Doğu Anadolu’daki sancakları, idare tarzı açısından, her iki eyâlette de, üç ana gruba ayırmak mümkündü. Bunları kısaca özetlemekte yarar görüyoruz.

Birinci grup, klasik Osmanlı Sancakları şeklindeydi. Yani Osmanlı devletinin diğer bölgelerinde tatbik edilen idare usulu burada da cari idi.

Sancakbeyleri doğrudan merkezden tayin olunurlardı ve herhangi bir imtiyaza sahip değillerdi. Bu sancaklar tımar sistemine dahildi. Diyarbekir ve Van eyaletlerindeki bu tür sancaklar, umumiyetle aşiret yapısı kuvvetli olmayan yerlerde teşkil edilmiştir. Diyarbekir eyâletinde merkez Amid, Harput, Hasankeyf, Akçakale, Sincar, Zaho, Ergani ve Çemişkezek sancakları ile Van eyaletindeki Erciş ve Adilcevaz sancakları, bu tür sancakların başlıca örneklerini teşkil ederler.

= Verilen Görev 1 =
Kayıtlarda "Find the brown" ifadesinin geçtiği satırdan başlayın ve "pixel 136 136" ifadesinin geçtiği satırda durun. Bu iki satır da dahil olmak üzere aradaki satırları hiç değiştirmeden yeniden yazın.
Metin ile kayıtlar birbirinden bağımsız iki ayrı malzemedir.

= Veri Kayıtları =

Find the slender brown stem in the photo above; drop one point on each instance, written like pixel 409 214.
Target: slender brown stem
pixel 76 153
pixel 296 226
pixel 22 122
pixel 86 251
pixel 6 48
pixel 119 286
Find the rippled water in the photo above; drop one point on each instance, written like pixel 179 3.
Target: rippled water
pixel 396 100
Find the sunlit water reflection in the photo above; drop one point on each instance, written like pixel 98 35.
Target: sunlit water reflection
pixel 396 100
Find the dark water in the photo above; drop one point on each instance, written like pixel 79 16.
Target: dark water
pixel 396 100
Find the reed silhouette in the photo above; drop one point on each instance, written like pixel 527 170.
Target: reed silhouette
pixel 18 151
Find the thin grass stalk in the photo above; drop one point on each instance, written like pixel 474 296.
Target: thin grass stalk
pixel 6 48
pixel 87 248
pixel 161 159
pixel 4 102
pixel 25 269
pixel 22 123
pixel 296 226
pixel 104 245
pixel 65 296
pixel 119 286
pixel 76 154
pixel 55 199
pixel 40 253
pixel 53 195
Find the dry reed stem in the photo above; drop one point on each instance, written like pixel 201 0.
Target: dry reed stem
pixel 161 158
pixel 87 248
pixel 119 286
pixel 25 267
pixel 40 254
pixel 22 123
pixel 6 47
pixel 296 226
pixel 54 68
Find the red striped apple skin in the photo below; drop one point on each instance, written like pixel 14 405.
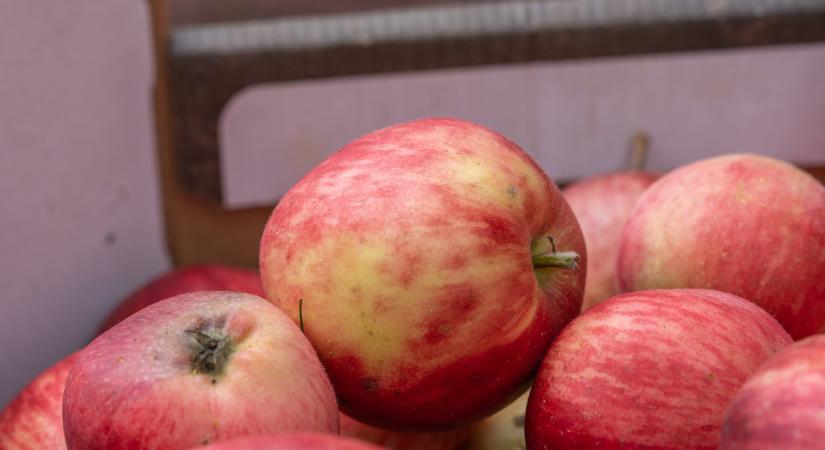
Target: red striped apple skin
pixel 745 224
pixel 651 369
pixel 409 253
pixel 395 440
pixel 34 419
pixel 298 441
pixel 183 280
pixel 602 204
pixel 194 369
pixel 782 406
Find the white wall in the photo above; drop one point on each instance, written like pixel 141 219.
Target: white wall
pixel 80 222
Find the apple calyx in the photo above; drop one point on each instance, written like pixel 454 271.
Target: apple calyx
pixel 563 260
pixel 211 347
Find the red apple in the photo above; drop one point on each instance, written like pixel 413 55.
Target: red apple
pixel 745 224
pixel 184 280
pixel 602 204
pixel 194 369
pixel 299 441
pixel 419 259
pixel 503 430
pixel 649 370
pixel 782 406
pixel 396 440
pixel 34 419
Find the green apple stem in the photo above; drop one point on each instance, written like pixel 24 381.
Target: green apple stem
pixel 562 260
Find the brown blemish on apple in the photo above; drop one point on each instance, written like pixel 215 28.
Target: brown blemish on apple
pixel 211 346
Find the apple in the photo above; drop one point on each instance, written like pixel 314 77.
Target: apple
pixel 431 264
pixel 183 280
pixel 395 440
pixel 782 405
pixel 503 430
pixel 194 369
pixel 602 204
pixel 34 419
pixel 745 224
pixel 649 369
pixel 297 441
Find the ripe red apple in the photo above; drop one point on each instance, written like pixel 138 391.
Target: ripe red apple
pixel 298 441
pixel 431 263
pixel 782 405
pixel 745 224
pixel 194 369
pixel 396 440
pixel 184 280
pixel 34 419
pixel 649 369
pixel 503 430
pixel 602 204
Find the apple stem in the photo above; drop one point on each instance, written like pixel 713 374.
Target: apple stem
pixel 562 260
pixel 301 314
pixel 212 348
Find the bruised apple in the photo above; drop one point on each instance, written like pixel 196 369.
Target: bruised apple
pixel 34 419
pixel 431 263
pixel 194 369
pixel 649 369
pixel 397 440
pixel 298 441
pixel 184 280
pixel 602 204
pixel 749 225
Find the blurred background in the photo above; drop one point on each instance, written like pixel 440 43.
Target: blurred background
pixel 136 136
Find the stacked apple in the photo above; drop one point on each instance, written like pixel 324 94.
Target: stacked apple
pixel 427 274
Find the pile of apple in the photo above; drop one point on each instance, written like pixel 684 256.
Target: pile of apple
pixel 428 274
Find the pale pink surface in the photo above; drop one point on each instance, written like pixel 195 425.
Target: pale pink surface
pixel 651 369
pixel 782 406
pixel 34 419
pixel 299 441
pixel 135 387
pixel 602 204
pixel 745 224
pixel 395 440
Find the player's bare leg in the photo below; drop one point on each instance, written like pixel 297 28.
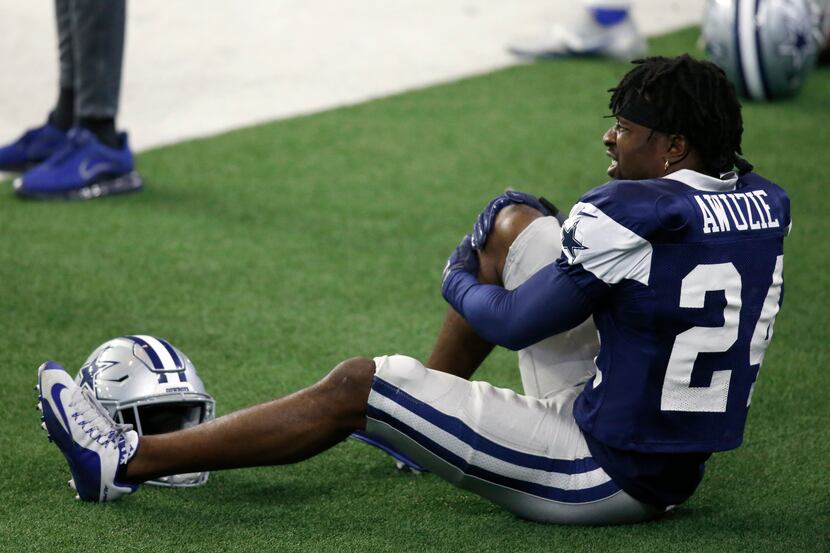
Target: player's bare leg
pixel 458 349
pixel 285 430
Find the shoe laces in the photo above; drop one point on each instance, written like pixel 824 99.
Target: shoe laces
pixel 97 423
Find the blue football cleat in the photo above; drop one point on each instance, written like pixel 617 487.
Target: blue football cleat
pixel 96 448
pixel 35 146
pixel 403 462
pixel 82 169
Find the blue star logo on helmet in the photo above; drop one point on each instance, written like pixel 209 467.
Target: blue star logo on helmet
pixel 569 241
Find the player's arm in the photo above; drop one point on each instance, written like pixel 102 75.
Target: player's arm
pixel 547 303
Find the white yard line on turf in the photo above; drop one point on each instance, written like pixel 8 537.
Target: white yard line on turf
pixel 197 67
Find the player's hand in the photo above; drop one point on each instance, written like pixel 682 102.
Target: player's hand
pixel 487 217
pixel 464 258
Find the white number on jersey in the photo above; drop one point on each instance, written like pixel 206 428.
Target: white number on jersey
pixel 678 394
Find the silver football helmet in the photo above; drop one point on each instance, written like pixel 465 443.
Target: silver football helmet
pixel 765 47
pixel 146 382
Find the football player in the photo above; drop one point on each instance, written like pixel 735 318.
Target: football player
pixel 677 261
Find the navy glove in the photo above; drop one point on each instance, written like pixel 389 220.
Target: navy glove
pixel 464 258
pixel 484 223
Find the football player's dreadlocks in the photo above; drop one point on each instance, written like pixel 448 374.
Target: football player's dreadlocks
pixel 686 96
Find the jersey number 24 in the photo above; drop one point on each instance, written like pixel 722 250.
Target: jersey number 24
pixel 678 393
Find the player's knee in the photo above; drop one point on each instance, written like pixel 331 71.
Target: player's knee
pixel 351 381
pixel 509 223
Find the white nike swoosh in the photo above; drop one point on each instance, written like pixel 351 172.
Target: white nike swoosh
pixel 87 172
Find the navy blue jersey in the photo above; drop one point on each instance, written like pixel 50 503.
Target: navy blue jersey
pixel 685 276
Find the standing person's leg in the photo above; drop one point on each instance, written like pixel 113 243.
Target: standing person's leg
pixel 63 116
pixel 38 144
pixel 98 30
pixel 97 160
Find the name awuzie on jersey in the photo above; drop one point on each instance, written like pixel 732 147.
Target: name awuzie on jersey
pixel 738 211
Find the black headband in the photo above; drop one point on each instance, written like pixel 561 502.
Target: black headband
pixel 636 109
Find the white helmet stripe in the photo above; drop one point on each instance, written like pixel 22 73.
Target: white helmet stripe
pixel 167 361
pixel 750 62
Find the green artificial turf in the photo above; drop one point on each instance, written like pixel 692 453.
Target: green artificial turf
pixel 271 253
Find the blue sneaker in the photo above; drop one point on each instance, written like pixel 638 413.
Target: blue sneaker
pixel 83 169
pixel 402 462
pixel 35 146
pixel 96 448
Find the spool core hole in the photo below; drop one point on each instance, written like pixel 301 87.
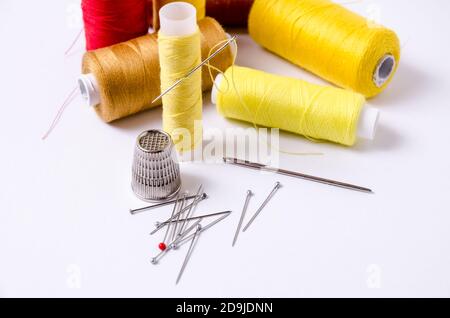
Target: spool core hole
pixel 384 70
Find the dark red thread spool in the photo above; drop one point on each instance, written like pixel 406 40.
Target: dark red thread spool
pixel 108 22
pixel 229 12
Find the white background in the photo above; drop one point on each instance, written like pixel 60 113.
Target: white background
pixel 65 229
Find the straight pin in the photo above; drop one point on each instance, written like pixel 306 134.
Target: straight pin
pixel 171 246
pixel 189 252
pixel 159 226
pixel 174 233
pixel 272 193
pixel 199 217
pixel 193 205
pixel 162 246
pixel 160 205
pixel 247 200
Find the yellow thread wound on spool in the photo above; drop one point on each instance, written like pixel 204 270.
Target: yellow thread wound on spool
pixel 328 40
pixel 182 107
pixel 128 74
pixel 200 6
pixel 318 112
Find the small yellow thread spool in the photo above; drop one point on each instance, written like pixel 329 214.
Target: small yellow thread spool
pixel 200 6
pixel 180 52
pixel 123 79
pixel 317 112
pixel 328 40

= Verilen Görev 2 =
Osmanlı sancaklarıyla ilgili metne göre şu soruları yanıtlayın:
(a) Doğu Anadolu'daki sancaklar idare tarzı açısından kaç ana gruba ayrılabiliyordu?
(b) Birinci gruptaki sancakların sancakbeyleri nereden tayin olunurdu?
(c) Van eyaletinde bu tür sancaklara hangileri örnek olarak verilmiştir?

= Sonuç 1 =
Find the brown blemish on apple in the photo above; drop one point on each instance, written like pixel 215 28.
Target: brown blemish on apple
pixel 211 346
Find the apple in the photo above; drop one point on each instance, written like pixel 314 77.
Target: apple
pixel 431 264
pixel 183 280
pixel 395 440
pixel 782 405
pixel 503 430
pixel 194 369
pixel 602 204
pixel 34 419
pixel 745 224
pixel 649 369
pixel 297 441
Find the ripe red apple in the photo above; drop one point on each instance, written like pixel 138 391.
Target: ripe red apple
pixel 298 441
pixel 431 263
pixel 782 405
pixel 745 224
pixel 194 369
pixel 396 440
pixel 184 280
pixel 34 419
pixel 649 369
pixel 503 430
pixel 602 204
Find the apple stem in the photo above; drop one point on each instance, written like pixel 713 374.
Target: apple stem
pixel 562 260
pixel 301 314
pixel 212 348
Find the bruised apple in the photo above; drop one point on each instance, written like pixel 196 369.
Target: bruised apple
pixel 34 419
pixel 431 263
pixel 194 369
pixel 649 369
pixel 397 440
pixel 298 441
pixel 184 280
pixel 602 204
pixel 749 225
Find the blurred background in the photo above; drop one point on each instance, written like pixel 440 43.
Target: blurred background
pixel 136 136

= Sonuç 2 =
(a) Üç ana gruba.
(b) Doğrudan merkezden.
(c) Erciş ve Adilcevaz sancakları.